- Born: November 23, 1899 Sacramento, California
- Died: July 16, 1974 (aged 74)
- Occupation: Civil Rights Attorney

= Wayne M. Collins =

American civil rights lawyer (1899–1974)

Wayne Mortimer Collins (November 23, 1899 - July 16, 1974) was a civil rights attorney who worked on cases related to the Japanese American evacuation and internment.

==Biography==
===Personal life===
Collins was born in Sacramento, California, to Irish American parents, and was raised and educated in San Francisco. In 1907, Collins' father died from tuberculosis and his mother was unable to retain custody of her two sons. As a result, Collins spent much of his youth in an institutional home affiliated with the Swedenborgian Church in San Francisco's Potrero Hill area. While living there, he attended what became Lick-Wilmerding High School from which he received a diploma.

Collins enlisted in the Navy towards the end of World War I. He earned his law degree from San Francisco Law School in 1927 and opened a law office in the Mills Building complex of San Francisco's Financial District in the following year. In 1930, he was reunited with his mother and younger brother, to whom he provided financial support.

In 1933, Collins married Thelma Garrison, with whom he had two children. The family lived in an apartment in the Nob Hill neighborhood of San Francisco for a number of years, and later moved to a home on Presidio Avenue in 1950. Thelma died of cancer in 1953, and Collins did not remarry.

### [Recorded data]

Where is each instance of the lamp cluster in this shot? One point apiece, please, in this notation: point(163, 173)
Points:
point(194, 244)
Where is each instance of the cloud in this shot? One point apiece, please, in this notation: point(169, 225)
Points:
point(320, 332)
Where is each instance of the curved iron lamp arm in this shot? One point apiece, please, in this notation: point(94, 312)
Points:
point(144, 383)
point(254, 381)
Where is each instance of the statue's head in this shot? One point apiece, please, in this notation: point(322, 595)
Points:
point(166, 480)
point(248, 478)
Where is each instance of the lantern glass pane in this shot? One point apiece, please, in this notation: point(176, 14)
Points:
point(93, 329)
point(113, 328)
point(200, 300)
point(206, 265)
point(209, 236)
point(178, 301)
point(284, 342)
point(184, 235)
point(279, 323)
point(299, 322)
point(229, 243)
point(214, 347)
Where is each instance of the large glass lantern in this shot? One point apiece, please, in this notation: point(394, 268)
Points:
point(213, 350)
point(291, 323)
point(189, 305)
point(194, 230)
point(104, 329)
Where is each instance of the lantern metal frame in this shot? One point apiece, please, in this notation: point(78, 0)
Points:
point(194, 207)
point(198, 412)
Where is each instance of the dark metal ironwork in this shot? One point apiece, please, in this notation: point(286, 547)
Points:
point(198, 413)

### [Prompt A]
According to the Wayne M. Collins biography, from which school did Collins earn his law degree, and in what year?
### [Prompt B]
Reproduce the part of the Wayne M. Collins biography starting with "American civil rights" and going on through "evacuation and internment.".

### [Exercise answer A]
San Francisco Law School, in 1927.

### [Exercise answer B]
American civil rights lawyer (1899–1974)

Wayne Mortimer Collins (November 23, 1899 - July 16, 1974) was a civil rights attorney who worked on cases related to the Japanese American evacuation and internment.